» **YOUR OBJECTIVE**: Turn the data below into a numbered list with one line per item. Skip blank lines and leave out the pictures.

==================================================

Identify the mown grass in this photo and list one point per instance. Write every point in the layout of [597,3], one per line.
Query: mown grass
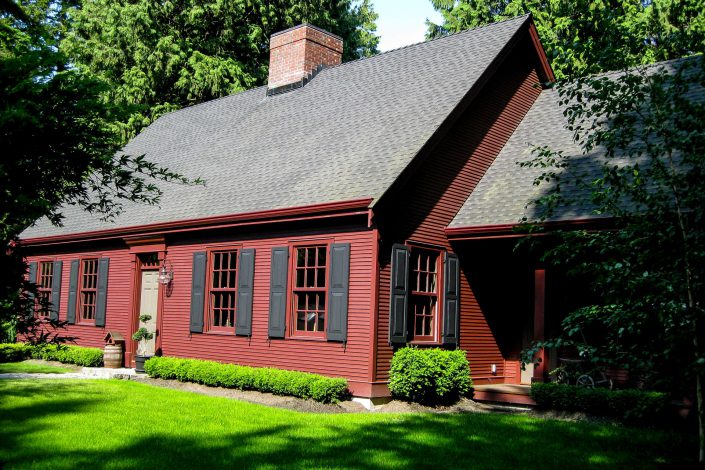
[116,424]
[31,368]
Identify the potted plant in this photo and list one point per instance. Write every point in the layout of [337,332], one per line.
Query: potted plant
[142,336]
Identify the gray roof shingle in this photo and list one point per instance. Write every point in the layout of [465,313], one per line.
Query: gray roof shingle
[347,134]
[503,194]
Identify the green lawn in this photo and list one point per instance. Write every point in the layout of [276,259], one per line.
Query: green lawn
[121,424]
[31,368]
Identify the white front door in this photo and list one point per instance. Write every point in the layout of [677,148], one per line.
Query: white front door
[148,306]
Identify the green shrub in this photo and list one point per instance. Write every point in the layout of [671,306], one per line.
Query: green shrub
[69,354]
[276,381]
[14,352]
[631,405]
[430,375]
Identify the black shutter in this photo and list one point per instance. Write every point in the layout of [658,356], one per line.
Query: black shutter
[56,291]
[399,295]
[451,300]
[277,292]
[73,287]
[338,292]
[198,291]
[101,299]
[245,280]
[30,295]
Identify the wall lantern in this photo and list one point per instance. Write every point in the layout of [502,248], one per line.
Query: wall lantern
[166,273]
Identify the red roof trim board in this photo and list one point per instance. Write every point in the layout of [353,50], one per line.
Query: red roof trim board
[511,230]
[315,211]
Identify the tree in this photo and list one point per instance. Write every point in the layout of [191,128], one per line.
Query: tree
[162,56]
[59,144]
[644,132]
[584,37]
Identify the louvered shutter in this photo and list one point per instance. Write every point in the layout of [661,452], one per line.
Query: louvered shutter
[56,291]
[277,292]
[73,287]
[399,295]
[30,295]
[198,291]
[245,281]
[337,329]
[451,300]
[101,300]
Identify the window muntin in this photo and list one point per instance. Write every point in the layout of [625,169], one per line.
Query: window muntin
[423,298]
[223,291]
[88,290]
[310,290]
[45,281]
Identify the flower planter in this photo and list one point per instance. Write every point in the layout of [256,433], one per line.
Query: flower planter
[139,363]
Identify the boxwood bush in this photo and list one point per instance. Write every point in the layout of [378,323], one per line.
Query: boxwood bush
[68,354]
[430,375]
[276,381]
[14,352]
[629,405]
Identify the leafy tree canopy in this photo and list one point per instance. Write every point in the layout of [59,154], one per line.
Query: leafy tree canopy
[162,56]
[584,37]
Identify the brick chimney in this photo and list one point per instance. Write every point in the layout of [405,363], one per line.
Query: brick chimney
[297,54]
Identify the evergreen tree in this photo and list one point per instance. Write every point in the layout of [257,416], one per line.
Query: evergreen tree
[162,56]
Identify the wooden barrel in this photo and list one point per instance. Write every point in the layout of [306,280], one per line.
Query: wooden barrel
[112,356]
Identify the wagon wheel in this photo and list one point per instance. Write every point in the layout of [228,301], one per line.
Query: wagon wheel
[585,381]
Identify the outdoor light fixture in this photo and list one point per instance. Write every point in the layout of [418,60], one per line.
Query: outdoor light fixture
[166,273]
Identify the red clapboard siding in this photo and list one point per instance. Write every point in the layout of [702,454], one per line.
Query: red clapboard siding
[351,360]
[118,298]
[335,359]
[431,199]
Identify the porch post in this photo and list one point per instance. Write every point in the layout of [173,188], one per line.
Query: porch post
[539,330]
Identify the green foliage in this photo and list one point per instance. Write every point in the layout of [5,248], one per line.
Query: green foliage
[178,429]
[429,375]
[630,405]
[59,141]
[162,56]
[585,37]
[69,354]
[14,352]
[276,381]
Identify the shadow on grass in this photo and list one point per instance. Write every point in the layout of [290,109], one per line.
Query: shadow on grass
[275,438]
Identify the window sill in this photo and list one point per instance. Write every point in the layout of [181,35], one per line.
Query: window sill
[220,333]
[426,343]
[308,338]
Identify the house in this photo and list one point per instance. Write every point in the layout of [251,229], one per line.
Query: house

==================================================

» **SOLUTION TO THE EXERCISE**:
1. Identify the mown grass in this photo and list one point per instance. Write every point in the layout of [597,3], one per line.
2. Query: mown grass
3. [116,424]
4. [31,368]
5. Identify the potted plant in this photo and list one point per instance. Write every point in the layout of [337,332], one per line.
6. Query: potted plant
7. [142,336]
8. Identify the gray roof shingle in this photo and list one point per instance. Write every point in the layout of [465,313], one per line.
9. Query: gray roof shingle
10. [347,134]
11. [503,194]
12. Identify the green lawn in this photo and list one point per instance. Write every point in the layout of [276,259], one per line.
13. Query: green lawn
14. [121,424]
15. [31,368]
16. Identify the white front door in this photo and list one point per instance. Write every point in the layout of [677,148], one per line.
17. Query: white front door
18. [148,306]
19. Identify the green shrub in this photo and list one point per instance. Write every point in the layout of [671,306], one per line.
20. Query: green shrub
21. [69,354]
22. [276,381]
23. [14,352]
24. [631,405]
25. [430,375]
26. Identify the black shutter in this photo and list one point per instance. Write every point in the layout of [658,356], one per line.
27. Query: black shutter
28. [56,291]
29. [399,295]
30. [451,300]
31. [277,292]
32. [73,287]
33. [338,292]
34. [198,291]
35. [101,299]
36. [245,280]
37. [30,295]
38. Identify the wall lantern in this photo and list one point per instance. Write every point in the layout of [502,248], one per line.
39. Query: wall lantern
40. [166,273]
41. Identify the red roof trim board in this photo and list one point per instance. Write every point in the layout of [353,50], one per line.
42. Query: red roof trim board
43. [511,230]
44. [315,211]
45. Identify the tree in this photo and list one point per instance. Write every point in the layout of [191,128], one per line.
46. Query: tree
47. [162,56]
48. [59,144]
49. [644,132]
50. [584,37]
51. Identify the louvered shutter in this photo and list one point per instance. Write every point in the layout of [661,452], one per line.
52. Query: louvered shutter
53. [56,291]
54. [277,292]
55. [73,287]
56. [399,295]
57. [30,295]
58. [198,291]
59. [245,281]
60. [337,329]
61. [451,300]
62. [101,300]
63. Identify the window muntin in this photo and list one point per instance. Write every point in the layout of [625,169], one per line.
64. Query: window muntin
65. [423,298]
66. [223,291]
67. [88,290]
68. [310,290]
69. [45,281]
70. Identify the flower planter in this photo and list one point per instance. Write every point in the layout of [256,433], one per line.
71. Query: flower planter
72. [139,363]
73. Identify the boxwood bush in this photo and list one point per instance. Write every point in the layout of [378,323], one per line.
74. Query: boxwood bush
75. [68,354]
76. [430,375]
77. [276,381]
78. [14,352]
79. [629,405]
80. Identify the leafy tree canopy in this photo and list one point per instance. Write every point in the layout of [59,154], one per line.
81. Query: leafy tree canopy
82. [162,56]
83. [584,37]
84. Identify the brick chimney in this photo and list one point per instance. Write every point in the layout of [405,363], one per line.
85. Query: brick chimney
86. [297,54]
87. Identify the evergreen tree in this photo and list one point per instance. Write every point in the layout of [257,416], one per line.
88. Query: evergreen tree
89. [162,56]
90. Identify the wooden barrel in this photo and list one point per instance. Write every point in the layout of [306,280], one per line.
91. Query: wooden barrel
92. [112,356]
93. Identify the wagon wheel in this photo and list one point per instance. Write every point in the layout of [228,301], one per line.
94. Query: wagon wheel
95. [585,381]
96. Identify the outdoor light fixture in this photo and list one point per instance. Write every point in the layout of [418,60], one per line.
97. Query: outdoor light fixture
98. [166,273]
99. Identify the red clapboard siding in this photo and list one point per instance. Write every point in the layout of [702,454], one per line.
100. Query: red clapboard siding
101. [351,360]
102. [118,298]
103. [335,359]
104. [431,199]
105. Identify the porch post in this photo and list one point per instance. Write every point in the layout of [173,188], one per line.
106. Query: porch post
107. [539,330]
108. Identify the green foliage in this photo and list one point per instance. Write every point in the layout of [5,248], one per line.
109. Query: green foliage
110. [178,429]
111. [429,375]
112. [630,405]
113. [59,141]
114. [162,56]
115. [585,37]
116. [69,354]
117. [14,352]
118. [276,381]
119. Identify the shadow on grass in this photo and list one point per instance. Write every point in the layout of [290,109], one per line.
120. Query: shadow on grass
121. [275,438]
122. Identify the window sill in this photo and list one point per instance. Write every point in the layout of [181,35], one per line.
123. Query: window sill
124. [220,333]
125. [426,343]
126. [308,338]
127. Identify the house in this photo and list one point per instance. Write every point in the layout of [251,229], one per line.
128. Query: house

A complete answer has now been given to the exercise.